*Assigned task*
Return the number of lines below with "light" in them, and nothing else.

*Task input*
========================
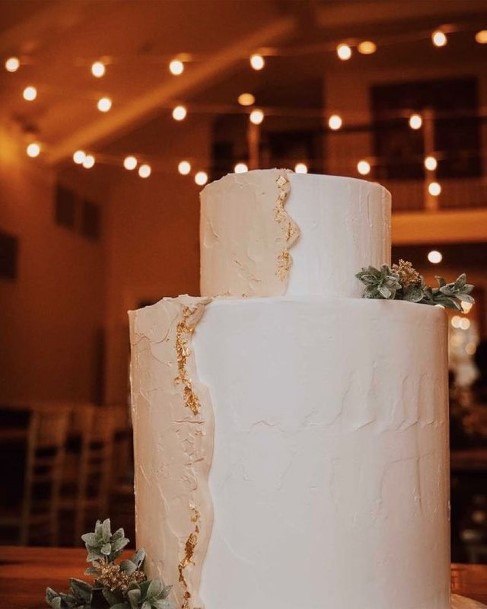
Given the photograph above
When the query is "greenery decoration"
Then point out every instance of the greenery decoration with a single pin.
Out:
(403, 282)
(121, 585)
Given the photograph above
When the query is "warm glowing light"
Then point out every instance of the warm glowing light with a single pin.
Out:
(98, 69)
(176, 67)
(179, 113)
(201, 178)
(145, 170)
(33, 149)
(184, 168)
(434, 189)
(256, 116)
(430, 163)
(130, 163)
(29, 93)
(415, 121)
(88, 161)
(257, 61)
(335, 122)
(367, 47)
(363, 167)
(12, 64)
(481, 37)
(439, 38)
(246, 99)
(104, 104)
(435, 257)
(79, 156)
(240, 168)
(344, 51)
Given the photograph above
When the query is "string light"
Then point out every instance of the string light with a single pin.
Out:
========================
*Exercise solution*
4